- _Your goal_: Could you give the lines in the entries below, from the line with "draw the outline of the <item>rear" to the line with "327 7 L 368", including both of those lines, as a numbered list with blank lines left out?

- _Given records_:
* * *

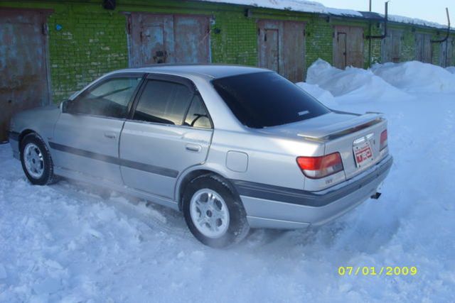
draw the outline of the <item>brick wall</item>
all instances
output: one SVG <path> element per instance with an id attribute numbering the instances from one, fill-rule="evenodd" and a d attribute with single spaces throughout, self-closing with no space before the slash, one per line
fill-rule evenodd
<path id="1" fill-rule="evenodd" d="M 333 61 L 333 26 L 326 18 L 314 16 L 305 30 L 306 68 L 318 58 L 332 64 Z"/>
<path id="2" fill-rule="evenodd" d="M 103 74 L 127 67 L 124 16 L 95 6 L 70 6 L 53 14 L 48 24 L 55 101 Z"/>
<path id="3" fill-rule="evenodd" d="M 194 13 L 210 16 L 213 62 L 256 65 L 258 62 L 256 21 L 265 18 L 293 20 L 306 23 L 306 66 L 321 57 L 333 61 L 333 33 L 335 24 L 362 26 L 369 33 L 365 21 L 333 21 L 326 16 L 305 13 L 253 9 L 252 18 L 245 16 L 245 8 L 224 4 L 191 1 L 118 0 L 115 11 L 102 8 L 100 0 L 61 1 L 2 1 L 0 6 L 51 9 L 48 18 L 48 41 L 53 101 L 58 102 L 80 89 L 99 76 L 128 66 L 126 18 L 122 11 L 157 13 Z M 402 60 L 414 60 L 414 34 L 412 26 L 402 26 Z M 373 23 L 372 34 L 382 30 Z M 435 33 L 436 31 L 429 30 Z M 455 36 L 455 35 L 452 35 Z M 368 40 L 364 41 L 365 67 L 380 62 L 381 40 L 372 40 L 371 58 Z M 439 62 L 439 45 L 433 45 L 434 62 Z M 455 48 L 453 48 L 455 52 Z M 453 57 L 455 60 L 455 55 Z M 455 64 L 455 62 L 452 62 Z"/>

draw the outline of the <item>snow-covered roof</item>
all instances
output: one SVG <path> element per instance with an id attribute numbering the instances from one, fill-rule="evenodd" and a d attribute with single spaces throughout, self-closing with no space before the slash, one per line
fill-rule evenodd
<path id="1" fill-rule="evenodd" d="M 246 5 L 250 6 L 274 9 L 285 11 L 301 11 L 306 13 L 322 13 L 332 16 L 357 17 L 376 19 L 377 17 L 384 17 L 378 13 L 360 12 L 352 9 L 333 9 L 325 6 L 323 4 L 307 0 L 198 0 L 206 2 L 225 3 L 230 4 Z M 412 24 L 419 26 L 432 27 L 436 28 L 446 28 L 447 26 L 436 22 L 402 16 L 389 15 L 390 21 L 400 23 Z"/>
<path id="2" fill-rule="evenodd" d="M 362 14 L 351 9 L 330 9 L 319 2 L 306 0 L 198 0 L 207 2 L 226 3 L 286 11 L 303 11 L 361 17 Z"/>

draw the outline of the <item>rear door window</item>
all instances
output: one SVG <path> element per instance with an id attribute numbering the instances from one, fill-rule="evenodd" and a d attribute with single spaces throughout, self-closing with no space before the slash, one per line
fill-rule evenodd
<path id="1" fill-rule="evenodd" d="M 202 101 L 200 96 L 195 94 L 191 101 L 191 104 L 185 118 L 186 126 L 197 127 L 199 128 L 211 128 L 208 113 Z"/>
<path id="2" fill-rule="evenodd" d="M 184 84 L 148 80 L 134 111 L 133 119 L 182 125 L 193 97 L 193 92 Z"/>
<path id="3" fill-rule="evenodd" d="M 89 88 L 68 104 L 71 114 L 102 116 L 124 119 L 128 114 L 128 105 L 142 78 L 115 77 Z"/>
<path id="4" fill-rule="evenodd" d="M 251 128 L 287 124 L 331 111 L 273 72 L 215 79 L 212 84 L 237 119 Z"/>

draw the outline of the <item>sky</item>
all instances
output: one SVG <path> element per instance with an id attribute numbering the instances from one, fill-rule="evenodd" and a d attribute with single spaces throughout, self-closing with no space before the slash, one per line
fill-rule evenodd
<path id="1" fill-rule="evenodd" d="M 327 7 L 368 11 L 369 0 L 315 0 Z M 372 0 L 373 11 L 384 13 L 385 0 Z M 447 24 L 446 7 L 449 7 L 451 23 L 455 25 L 455 0 L 391 0 L 389 13 L 418 18 Z"/>

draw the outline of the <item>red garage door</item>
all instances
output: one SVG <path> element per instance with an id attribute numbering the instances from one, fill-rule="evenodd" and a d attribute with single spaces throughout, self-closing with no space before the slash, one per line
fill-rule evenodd
<path id="1" fill-rule="evenodd" d="M 0 141 L 18 111 L 48 104 L 46 14 L 0 9 Z"/>
<path id="2" fill-rule="evenodd" d="M 132 13 L 129 24 L 133 67 L 210 62 L 208 16 Z"/>

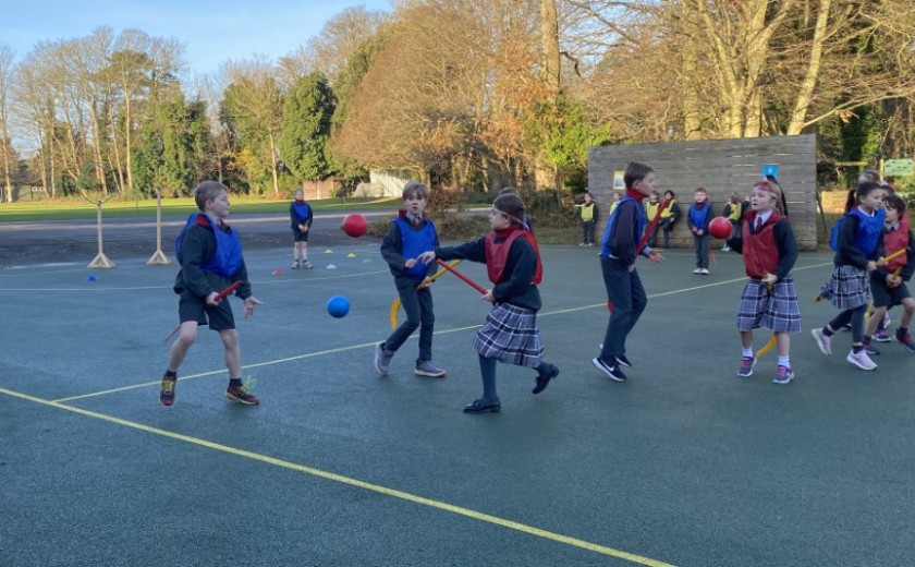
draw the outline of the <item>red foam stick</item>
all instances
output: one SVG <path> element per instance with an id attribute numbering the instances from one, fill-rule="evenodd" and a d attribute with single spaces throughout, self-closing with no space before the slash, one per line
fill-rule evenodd
<path id="1" fill-rule="evenodd" d="M 454 274 L 455 276 L 457 276 L 457 277 L 459 277 L 459 278 L 461 278 L 462 280 L 464 280 L 464 282 L 465 282 L 465 284 L 469 285 L 472 288 L 474 288 L 475 290 L 479 291 L 481 294 L 486 295 L 486 290 L 485 290 L 485 289 L 483 289 L 483 287 L 481 287 L 479 284 L 477 284 L 476 281 L 472 280 L 472 279 L 471 279 L 471 278 L 468 278 L 467 276 L 465 276 L 465 275 L 461 274 L 460 272 L 457 272 L 456 269 L 454 269 L 453 267 L 451 267 L 451 265 L 446 264 L 444 262 L 442 262 L 442 261 L 440 261 L 440 260 L 437 260 L 436 262 L 438 263 L 438 265 L 439 265 L 439 266 L 443 267 L 443 268 L 444 268 L 444 269 L 447 269 L 448 272 L 451 272 L 452 274 Z"/>
<path id="2" fill-rule="evenodd" d="M 664 212 L 669 204 L 668 200 L 661 201 L 661 206 L 658 207 L 658 212 L 655 213 L 655 218 L 648 222 L 648 228 L 645 229 L 645 233 L 642 234 L 642 239 L 638 241 L 638 244 L 635 246 L 635 255 L 638 256 L 642 254 L 642 251 L 645 250 L 645 244 L 648 242 L 648 239 L 651 238 L 651 232 L 655 231 L 655 227 L 658 226 L 658 221 L 661 220 L 661 213 Z"/>
<path id="3" fill-rule="evenodd" d="M 220 291 L 219 293 L 216 294 L 216 301 L 222 301 L 223 299 L 228 298 L 230 293 L 232 293 L 233 291 L 235 291 L 239 288 L 239 285 L 240 285 L 240 282 L 237 282 L 237 281 L 232 282 L 231 286 L 229 286 L 228 288 L 223 289 L 222 291 Z M 168 336 L 166 337 L 166 340 L 163 340 L 162 342 L 168 342 L 169 339 L 172 338 L 172 336 L 175 333 L 178 333 L 178 329 L 180 329 L 180 328 L 181 328 L 181 323 L 179 323 L 178 326 L 175 328 L 173 328 L 171 333 L 168 334 Z"/>

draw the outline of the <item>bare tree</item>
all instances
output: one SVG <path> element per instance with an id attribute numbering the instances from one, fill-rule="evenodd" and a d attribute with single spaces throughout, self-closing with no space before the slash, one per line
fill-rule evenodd
<path id="1" fill-rule="evenodd" d="M 626 84 L 627 96 L 633 82 L 652 85 L 654 92 L 638 91 L 654 100 L 636 123 L 667 123 L 676 136 L 797 134 L 831 116 L 915 93 L 915 14 L 907 0 L 564 4 L 581 24 L 568 33 L 593 52 L 603 48 L 590 79 Z M 593 92 L 611 108 L 625 107 L 618 93 Z"/>
<path id="2" fill-rule="evenodd" d="M 3 168 L 3 190 L 0 191 L 0 203 L 8 203 L 13 200 L 12 167 L 13 156 L 11 155 L 12 144 L 10 140 L 10 91 L 13 72 L 13 50 L 5 44 L 0 44 L 0 167 Z"/>
<path id="3" fill-rule="evenodd" d="M 273 195 L 280 195 L 279 149 L 277 147 L 283 112 L 283 96 L 276 69 L 266 59 L 229 61 L 222 73 L 229 87 L 225 110 L 244 134 L 247 160 L 268 171 Z"/>

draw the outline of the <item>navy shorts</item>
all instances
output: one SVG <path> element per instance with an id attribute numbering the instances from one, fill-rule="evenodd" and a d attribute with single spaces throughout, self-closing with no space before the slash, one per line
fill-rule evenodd
<path id="1" fill-rule="evenodd" d="M 305 232 L 298 230 L 298 225 L 292 226 L 292 241 L 293 242 L 308 242 L 308 234 L 310 234 L 310 227 Z"/>
<path id="2" fill-rule="evenodd" d="M 213 307 L 190 291 L 184 291 L 178 300 L 178 317 L 181 323 L 196 321 L 198 325 L 209 325 L 212 330 L 235 328 L 235 317 L 232 315 L 229 298 Z"/>
<path id="3" fill-rule="evenodd" d="M 888 288 L 886 280 L 877 282 L 879 276 L 870 277 L 870 297 L 874 298 L 875 307 L 892 307 L 893 305 L 901 305 L 902 300 L 911 298 L 908 287 L 905 282 L 900 284 L 894 288 Z"/>

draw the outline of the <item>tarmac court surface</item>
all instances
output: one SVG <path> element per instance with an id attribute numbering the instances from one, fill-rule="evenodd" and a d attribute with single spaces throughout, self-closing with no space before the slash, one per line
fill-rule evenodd
<path id="1" fill-rule="evenodd" d="M 868 373 L 845 362 L 849 334 L 819 351 L 831 255 L 797 262 L 786 386 L 773 352 L 735 375 L 740 256 L 718 252 L 710 276 L 685 250 L 640 260 L 649 304 L 618 384 L 590 363 L 608 317 L 596 249 L 544 246 L 538 323 L 561 374 L 534 396 L 533 371 L 499 365 L 502 412 L 467 415 L 488 311 L 471 287 L 432 288 L 448 377 L 413 374 L 415 337 L 380 377 L 396 294 L 378 243 L 313 243 L 312 270 L 289 248 L 246 251 L 253 317 L 231 300 L 257 407 L 224 399 L 206 328 L 159 403 L 174 264 L 0 270 L 0 565 L 912 564 L 915 354 L 879 345 Z M 338 294 L 343 318 L 325 309 Z"/>

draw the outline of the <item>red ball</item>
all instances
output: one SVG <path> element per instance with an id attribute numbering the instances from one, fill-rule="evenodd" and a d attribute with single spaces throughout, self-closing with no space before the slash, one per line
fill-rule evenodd
<path id="1" fill-rule="evenodd" d="M 343 229 L 346 236 L 359 238 L 368 230 L 368 221 L 365 219 L 365 216 L 353 213 L 343 218 L 343 226 L 340 228 Z"/>
<path id="2" fill-rule="evenodd" d="M 727 239 L 731 236 L 731 221 L 727 217 L 715 217 L 708 225 L 708 231 L 715 238 Z"/>

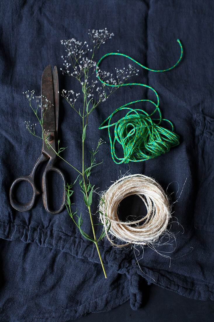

* * *

- _Expected output_:
1. draw the outline of the <item>rear door window</item>
2. all instances
3. output: one SVG <path> element per instance with an id attribute numbering the instances from one, fill-rule="evenodd" and a d attribute with single spaces throughout, self-closing with no space before the slash, one per line
4. fill-rule evenodd
5. <path id="1" fill-rule="evenodd" d="M 202 101 L 200 96 L 195 94 L 191 101 L 191 104 L 185 118 L 186 126 L 197 127 L 199 128 L 211 128 L 208 113 Z"/>
6. <path id="2" fill-rule="evenodd" d="M 184 84 L 148 80 L 134 111 L 133 119 L 182 125 L 193 97 L 193 92 Z"/>
7. <path id="3" fill-rule="evenodd" d="M 89 88 L 68 104 L 71 114 L 102 116 L 124 119 L 128 114 L 128 105 L 142 78 L 115 77 Z"/>
8. <path id="4" fill-rule="evenodd" d="M 251 128 L 287 124 L 331 111 L 273 72 L 215 79 L 212 84 L 237 119 Z"/>
9. draw the outline of the <item>sky</item>
10. all instances
11. output: one SVG <path> element per instance with an id attribute numbering the instances from one, fill-rule="evenodd" and a d attribute with single spaces throughout, self-closing with no space before the slash, one per line
12. fill-rule evenodd
13. <path id="1" fill-rule="evenodd" d="M 327 7 L 368 11 L 369 0 L 315 0 Z M 372 0 L 373 11 L 384 13 L 385 0 Z M 447 24 L 446 7 L 449 7 L 451 23 L 455 25 L 455 0 L 391 0 L 389 13 L 418 18 Z"/>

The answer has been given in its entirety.